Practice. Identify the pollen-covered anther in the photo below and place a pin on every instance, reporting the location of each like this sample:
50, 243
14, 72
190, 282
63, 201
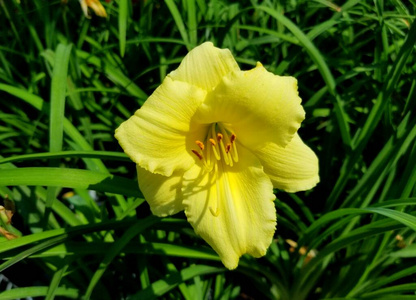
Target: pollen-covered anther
232, 138
200, 145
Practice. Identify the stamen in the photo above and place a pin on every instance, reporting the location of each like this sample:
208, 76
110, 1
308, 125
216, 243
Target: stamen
197, 154
216, 154
224, 153
200, 145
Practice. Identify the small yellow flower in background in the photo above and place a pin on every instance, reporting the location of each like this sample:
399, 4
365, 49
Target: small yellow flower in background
214, 140
95, 5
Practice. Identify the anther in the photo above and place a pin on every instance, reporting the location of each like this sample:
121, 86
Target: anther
232, 138
200, 145
197, 154
215, 213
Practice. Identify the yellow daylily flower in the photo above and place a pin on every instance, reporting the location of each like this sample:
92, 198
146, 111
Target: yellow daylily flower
214, 141
95, 5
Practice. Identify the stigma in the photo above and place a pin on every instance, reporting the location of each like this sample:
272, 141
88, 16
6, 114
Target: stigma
219, 146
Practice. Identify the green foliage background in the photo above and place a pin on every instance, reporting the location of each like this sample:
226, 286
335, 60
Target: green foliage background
66, 83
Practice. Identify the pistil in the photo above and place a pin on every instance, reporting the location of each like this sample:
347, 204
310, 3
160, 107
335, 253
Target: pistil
219, 147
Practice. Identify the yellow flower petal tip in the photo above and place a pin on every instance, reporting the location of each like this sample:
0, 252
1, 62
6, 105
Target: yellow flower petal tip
95, 6
214, 141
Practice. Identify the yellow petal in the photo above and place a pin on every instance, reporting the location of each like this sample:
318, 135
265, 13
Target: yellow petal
204, 66
293, 168
162, 193
232, 209
160, 136
260, 106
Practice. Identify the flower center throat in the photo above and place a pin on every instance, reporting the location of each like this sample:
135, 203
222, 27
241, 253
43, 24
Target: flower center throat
219, 145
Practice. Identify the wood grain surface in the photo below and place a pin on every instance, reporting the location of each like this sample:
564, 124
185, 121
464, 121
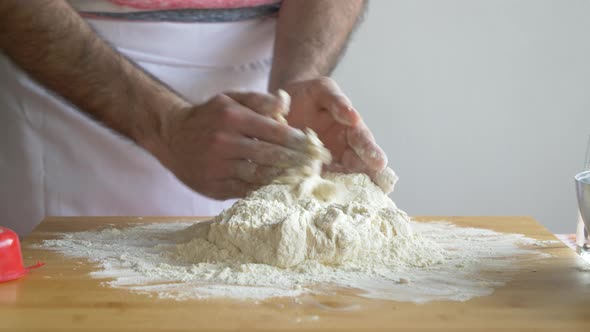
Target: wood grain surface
551, 294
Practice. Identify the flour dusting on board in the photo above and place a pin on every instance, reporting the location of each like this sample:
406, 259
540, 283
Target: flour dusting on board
255, 251
305, 234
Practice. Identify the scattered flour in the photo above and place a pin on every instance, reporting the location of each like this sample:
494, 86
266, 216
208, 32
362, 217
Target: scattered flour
305, 234
281, 242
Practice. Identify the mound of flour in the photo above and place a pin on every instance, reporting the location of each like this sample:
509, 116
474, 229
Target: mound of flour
305, 234
355, 222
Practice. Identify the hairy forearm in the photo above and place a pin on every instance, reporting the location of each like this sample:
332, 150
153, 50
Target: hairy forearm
311, 35
55, 46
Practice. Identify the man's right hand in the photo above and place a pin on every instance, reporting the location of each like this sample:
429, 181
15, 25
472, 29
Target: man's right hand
229, 145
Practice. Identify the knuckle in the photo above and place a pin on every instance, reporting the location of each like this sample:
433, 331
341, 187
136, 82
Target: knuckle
228, 115
218, 139
325, 81
219, 99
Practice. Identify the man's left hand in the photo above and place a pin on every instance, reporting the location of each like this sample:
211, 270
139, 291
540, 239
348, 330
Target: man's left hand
321, 105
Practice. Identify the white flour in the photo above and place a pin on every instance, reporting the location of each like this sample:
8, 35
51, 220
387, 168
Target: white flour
305, 234
274, 244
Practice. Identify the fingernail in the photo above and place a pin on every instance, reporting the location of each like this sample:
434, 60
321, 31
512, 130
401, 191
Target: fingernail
285, 100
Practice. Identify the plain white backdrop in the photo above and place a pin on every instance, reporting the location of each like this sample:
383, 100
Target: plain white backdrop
483, 107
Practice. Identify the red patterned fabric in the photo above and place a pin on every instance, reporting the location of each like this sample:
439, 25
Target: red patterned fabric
196, 4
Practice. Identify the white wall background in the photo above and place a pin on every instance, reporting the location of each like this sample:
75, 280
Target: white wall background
483, 107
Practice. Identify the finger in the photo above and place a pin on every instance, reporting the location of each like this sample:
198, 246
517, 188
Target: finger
264, 153
334, 100
265, 129
235, 188
336, 167
253, 173
261, 103
362, 142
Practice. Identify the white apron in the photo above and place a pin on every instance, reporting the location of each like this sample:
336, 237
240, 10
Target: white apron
55, 161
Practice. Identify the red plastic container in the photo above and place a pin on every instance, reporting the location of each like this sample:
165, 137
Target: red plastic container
11, 258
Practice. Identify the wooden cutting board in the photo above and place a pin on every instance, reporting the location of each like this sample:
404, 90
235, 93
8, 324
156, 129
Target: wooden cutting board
553, 294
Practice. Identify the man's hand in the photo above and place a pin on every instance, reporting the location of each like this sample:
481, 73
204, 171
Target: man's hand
320, 105
229, 145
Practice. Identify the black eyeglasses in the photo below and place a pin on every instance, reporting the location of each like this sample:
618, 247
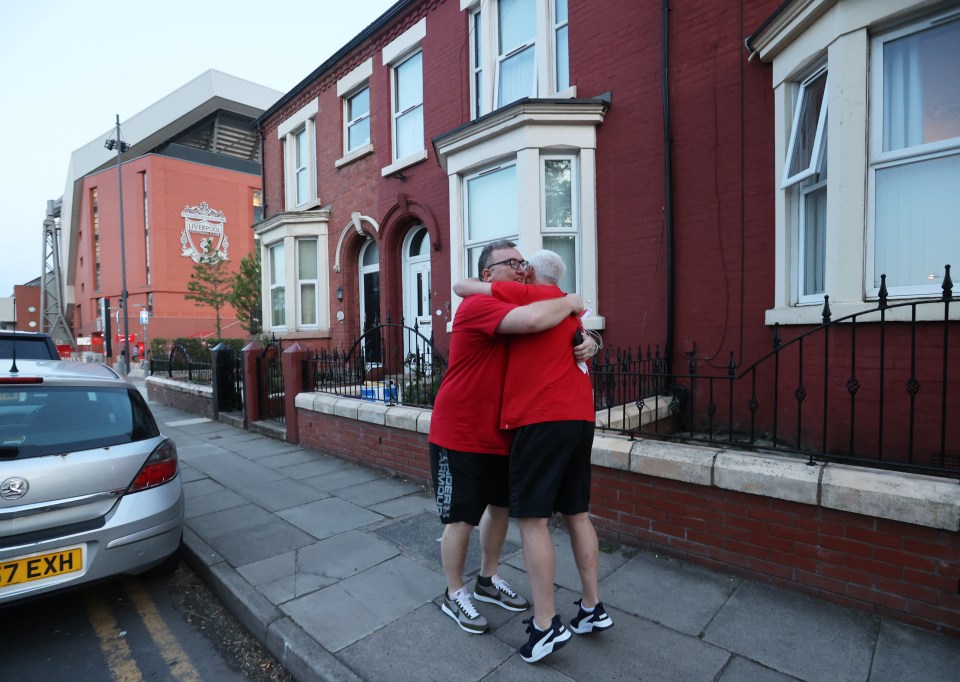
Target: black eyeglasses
511, 263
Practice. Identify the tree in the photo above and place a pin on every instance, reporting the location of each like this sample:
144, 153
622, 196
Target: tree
246, 296
210, 284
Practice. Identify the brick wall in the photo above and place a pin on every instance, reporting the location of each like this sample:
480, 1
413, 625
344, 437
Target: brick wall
893, 569
187, 397
385, 448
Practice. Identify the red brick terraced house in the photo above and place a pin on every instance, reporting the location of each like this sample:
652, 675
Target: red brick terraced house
757, 199
191, 176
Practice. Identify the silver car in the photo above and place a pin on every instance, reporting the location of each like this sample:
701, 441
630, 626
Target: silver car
89, 487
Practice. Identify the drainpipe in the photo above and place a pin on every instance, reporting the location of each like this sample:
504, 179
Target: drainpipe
668, 176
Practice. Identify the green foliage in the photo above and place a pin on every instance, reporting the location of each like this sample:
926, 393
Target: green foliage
210, 284
245, 296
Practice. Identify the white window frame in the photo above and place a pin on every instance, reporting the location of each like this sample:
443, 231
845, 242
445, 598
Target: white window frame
562, 231
469, 264
314, 282
792, 147
841, 39
394, 55
301, 121
484, 58
277, 282
284, 231
524, 134
348, 87
880, 160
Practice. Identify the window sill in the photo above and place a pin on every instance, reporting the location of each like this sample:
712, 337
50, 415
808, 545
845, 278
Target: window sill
813, 314
351, 156
400, 164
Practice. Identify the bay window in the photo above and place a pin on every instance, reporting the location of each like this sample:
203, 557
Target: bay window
915, 156
277, 275
518, 48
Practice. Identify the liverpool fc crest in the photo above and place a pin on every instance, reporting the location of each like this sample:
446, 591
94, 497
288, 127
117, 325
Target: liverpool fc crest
203, 233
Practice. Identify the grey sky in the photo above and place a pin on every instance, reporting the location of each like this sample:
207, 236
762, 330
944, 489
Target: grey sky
69, 67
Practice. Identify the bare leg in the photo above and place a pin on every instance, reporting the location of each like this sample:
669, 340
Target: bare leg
453, 553
541, 564
493, 533
586, 549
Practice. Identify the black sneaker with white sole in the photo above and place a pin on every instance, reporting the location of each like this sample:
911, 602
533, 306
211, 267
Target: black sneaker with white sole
462, 610
501, 594
585, 623
543, 642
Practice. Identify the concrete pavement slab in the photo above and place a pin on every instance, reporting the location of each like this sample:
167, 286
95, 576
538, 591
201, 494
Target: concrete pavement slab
281, 494
285, 459
904, 651
328, 517
342, 478
408, 505
741, 669
260, 542
379, 490
344, 613
318, 466
200, 505
420, 534
767, 625
425, 645
235, 471
680, 596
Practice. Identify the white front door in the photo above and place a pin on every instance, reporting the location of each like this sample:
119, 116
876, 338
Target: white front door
417, 285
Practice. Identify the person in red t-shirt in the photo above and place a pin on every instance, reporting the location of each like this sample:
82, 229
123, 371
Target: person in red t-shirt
468, 450
548, 405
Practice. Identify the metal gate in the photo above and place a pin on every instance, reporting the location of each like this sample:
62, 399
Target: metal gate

• [Directions for this task]:
When a line in the material above contains the word "gate", copy that line out.

• [Solution to the exercise]:
Practice. Identify the metal gate in the photo above and place a pin on every instance, reporting the location of each like this sample:
Target: metal gate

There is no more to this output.